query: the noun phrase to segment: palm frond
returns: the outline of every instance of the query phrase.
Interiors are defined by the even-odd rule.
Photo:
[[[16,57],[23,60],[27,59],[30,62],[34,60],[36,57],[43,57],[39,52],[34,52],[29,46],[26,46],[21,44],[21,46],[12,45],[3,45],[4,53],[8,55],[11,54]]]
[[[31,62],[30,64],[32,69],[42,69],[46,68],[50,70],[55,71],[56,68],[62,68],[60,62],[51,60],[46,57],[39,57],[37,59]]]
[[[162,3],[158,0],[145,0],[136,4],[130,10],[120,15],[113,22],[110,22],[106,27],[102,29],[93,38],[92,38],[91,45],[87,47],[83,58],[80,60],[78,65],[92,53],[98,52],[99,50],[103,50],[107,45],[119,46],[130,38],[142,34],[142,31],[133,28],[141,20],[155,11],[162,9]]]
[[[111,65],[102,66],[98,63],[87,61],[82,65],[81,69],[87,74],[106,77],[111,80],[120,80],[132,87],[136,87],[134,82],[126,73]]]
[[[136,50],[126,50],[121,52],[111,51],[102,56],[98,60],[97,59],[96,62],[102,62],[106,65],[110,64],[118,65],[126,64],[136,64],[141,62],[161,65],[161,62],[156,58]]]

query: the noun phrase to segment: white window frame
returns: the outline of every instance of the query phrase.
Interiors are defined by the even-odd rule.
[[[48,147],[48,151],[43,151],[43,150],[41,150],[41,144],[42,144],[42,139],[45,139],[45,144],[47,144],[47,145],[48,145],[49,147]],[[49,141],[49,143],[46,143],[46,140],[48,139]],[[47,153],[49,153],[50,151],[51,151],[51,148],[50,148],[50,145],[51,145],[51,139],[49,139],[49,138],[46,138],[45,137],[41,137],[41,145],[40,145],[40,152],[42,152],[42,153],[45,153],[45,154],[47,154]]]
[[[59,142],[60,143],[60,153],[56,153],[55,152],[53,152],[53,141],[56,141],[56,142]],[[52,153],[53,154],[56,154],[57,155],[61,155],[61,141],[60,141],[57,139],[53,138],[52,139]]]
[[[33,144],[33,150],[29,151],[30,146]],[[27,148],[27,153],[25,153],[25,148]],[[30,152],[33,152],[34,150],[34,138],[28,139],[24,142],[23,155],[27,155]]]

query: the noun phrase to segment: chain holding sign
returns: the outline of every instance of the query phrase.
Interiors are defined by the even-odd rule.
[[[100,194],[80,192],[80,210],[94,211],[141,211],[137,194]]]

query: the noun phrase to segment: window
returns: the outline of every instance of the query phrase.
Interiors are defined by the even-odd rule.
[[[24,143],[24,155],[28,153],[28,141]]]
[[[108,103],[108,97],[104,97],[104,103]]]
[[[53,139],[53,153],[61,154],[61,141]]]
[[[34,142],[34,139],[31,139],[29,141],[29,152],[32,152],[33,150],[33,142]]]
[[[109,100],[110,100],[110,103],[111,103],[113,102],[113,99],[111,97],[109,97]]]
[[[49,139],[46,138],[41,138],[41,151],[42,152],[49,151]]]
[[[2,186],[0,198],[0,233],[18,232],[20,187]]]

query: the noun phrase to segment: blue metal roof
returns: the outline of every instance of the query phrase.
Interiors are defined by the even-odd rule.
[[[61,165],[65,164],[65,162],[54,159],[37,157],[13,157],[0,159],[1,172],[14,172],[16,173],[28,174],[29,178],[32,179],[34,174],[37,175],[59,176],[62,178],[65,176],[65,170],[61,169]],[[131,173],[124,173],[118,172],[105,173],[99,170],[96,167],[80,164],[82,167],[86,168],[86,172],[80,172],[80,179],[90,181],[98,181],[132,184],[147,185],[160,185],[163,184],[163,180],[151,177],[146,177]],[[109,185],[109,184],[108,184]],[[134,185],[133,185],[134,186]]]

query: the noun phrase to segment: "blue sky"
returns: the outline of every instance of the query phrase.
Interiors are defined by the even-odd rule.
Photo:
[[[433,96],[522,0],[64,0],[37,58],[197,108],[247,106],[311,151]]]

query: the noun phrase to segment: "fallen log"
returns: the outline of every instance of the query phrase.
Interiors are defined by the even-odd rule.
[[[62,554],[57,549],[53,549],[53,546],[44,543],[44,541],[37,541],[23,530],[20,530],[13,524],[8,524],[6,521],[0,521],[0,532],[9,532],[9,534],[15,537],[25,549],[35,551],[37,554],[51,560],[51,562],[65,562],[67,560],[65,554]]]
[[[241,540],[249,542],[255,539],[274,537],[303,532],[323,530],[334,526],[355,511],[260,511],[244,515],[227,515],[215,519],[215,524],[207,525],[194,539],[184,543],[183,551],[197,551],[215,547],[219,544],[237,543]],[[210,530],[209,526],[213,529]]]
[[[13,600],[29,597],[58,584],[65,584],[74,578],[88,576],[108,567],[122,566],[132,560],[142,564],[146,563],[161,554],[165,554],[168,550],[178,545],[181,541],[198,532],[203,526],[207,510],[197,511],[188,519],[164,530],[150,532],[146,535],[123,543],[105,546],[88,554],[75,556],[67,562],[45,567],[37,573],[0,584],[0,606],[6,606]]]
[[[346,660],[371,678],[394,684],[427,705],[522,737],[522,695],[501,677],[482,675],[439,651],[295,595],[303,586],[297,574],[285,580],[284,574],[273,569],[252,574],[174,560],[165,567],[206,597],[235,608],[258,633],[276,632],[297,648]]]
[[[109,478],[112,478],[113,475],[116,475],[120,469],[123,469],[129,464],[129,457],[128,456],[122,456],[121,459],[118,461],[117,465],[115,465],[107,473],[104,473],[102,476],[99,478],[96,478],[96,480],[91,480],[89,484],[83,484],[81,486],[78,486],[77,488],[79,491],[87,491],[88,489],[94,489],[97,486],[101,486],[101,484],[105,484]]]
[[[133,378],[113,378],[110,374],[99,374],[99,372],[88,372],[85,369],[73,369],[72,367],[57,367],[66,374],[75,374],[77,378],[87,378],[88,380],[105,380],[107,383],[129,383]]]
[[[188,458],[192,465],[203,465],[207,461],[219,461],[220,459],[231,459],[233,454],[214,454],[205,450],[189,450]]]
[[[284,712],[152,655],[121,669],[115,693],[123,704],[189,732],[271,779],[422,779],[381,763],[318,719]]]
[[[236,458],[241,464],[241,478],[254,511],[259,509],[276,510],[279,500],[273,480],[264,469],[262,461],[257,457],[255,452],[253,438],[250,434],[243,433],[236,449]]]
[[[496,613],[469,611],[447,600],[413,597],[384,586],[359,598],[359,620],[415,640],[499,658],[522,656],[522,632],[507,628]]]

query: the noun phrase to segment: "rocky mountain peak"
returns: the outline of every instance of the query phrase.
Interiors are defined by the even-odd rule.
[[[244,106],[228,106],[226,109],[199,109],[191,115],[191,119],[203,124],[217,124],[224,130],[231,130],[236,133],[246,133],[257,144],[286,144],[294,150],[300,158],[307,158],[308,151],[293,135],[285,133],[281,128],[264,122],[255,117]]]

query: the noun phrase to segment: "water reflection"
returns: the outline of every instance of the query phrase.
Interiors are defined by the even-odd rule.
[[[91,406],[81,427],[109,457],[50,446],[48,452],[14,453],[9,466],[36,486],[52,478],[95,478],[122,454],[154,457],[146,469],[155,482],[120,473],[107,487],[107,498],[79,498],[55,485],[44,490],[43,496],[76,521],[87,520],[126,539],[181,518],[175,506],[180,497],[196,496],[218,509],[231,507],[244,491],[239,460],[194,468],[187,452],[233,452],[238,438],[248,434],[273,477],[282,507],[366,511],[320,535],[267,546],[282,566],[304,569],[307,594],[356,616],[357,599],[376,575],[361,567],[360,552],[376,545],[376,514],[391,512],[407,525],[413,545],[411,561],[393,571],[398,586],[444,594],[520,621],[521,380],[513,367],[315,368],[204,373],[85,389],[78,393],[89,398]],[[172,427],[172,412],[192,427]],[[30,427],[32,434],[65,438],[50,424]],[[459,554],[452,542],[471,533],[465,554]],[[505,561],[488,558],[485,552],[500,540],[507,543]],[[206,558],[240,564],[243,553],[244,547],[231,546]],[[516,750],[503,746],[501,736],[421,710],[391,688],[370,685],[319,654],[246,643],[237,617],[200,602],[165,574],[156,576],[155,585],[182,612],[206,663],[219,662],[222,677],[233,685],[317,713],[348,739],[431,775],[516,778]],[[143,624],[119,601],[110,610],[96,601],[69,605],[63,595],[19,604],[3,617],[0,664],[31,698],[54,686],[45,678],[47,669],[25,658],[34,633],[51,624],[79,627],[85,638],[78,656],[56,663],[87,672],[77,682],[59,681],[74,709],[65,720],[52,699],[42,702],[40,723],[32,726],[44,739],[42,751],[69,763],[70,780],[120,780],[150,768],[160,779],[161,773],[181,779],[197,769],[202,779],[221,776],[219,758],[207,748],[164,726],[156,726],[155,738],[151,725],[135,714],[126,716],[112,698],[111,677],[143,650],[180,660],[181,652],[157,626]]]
__________________________________________________
Exercise objective: Please convert the lines above, from the line with "query: the noun phrase to segment: white" up to and including the line with "[[[100,194],[80,192],[80,210],[94,211],[141,211],[137,194]]]", into a numbered list and leave out any blank lines.

Answer in full:
1. query: the noun phrase to segment: white window frame
2. returns: the outline of every instance of the query phrase.
3. Interiors are defined by the even-odd rule.
4. [[[48,147],[48,151],[43,151],[43,150],[41,150],[41,144],[42,144],[42,139],[45,139],[45,144],[47,144],[47,145],[48,145],[49,147]],[[49,141],[49,143],[46,143],[46,140],[48,139]],[[47,153],[49,153],[50,151],[51,151],[51,148],[50,148],[50,145],[51,145],[51,139],[49,139],[49,138],[46,138],[45,137],[41,137],[41,145],[40,145],[40,152],[42,152],[42,153],[45,153],[45,154],[47,154]]]
5. [[[59,142],[60,143],[60,153],[56,153],[55,152],[53,152],[53,141],[56,141],[56,142]],[[52,153],[53,154],[56,154],[57,155],[61,155],[61,141],[60,141],[57,139],[53,138],[52,139]]]
6. [[[33,144],[33,150],[29,151],[30,146]],[[27,148],[27,153],[25,153],[25,148]],[[30,152],[33,152],[34,150],[34,138],[28,139],[24,142],[23,155],[27,155]]]
7. query: the noun phrase to segment: chain holding sign
8. returns: the outline of every instance of the query phrase.
9. Interiors are defined by the even-odd rule.
10. [[[100,194],[80,192],[80,210],[94,211],[141,211],[137,194]]]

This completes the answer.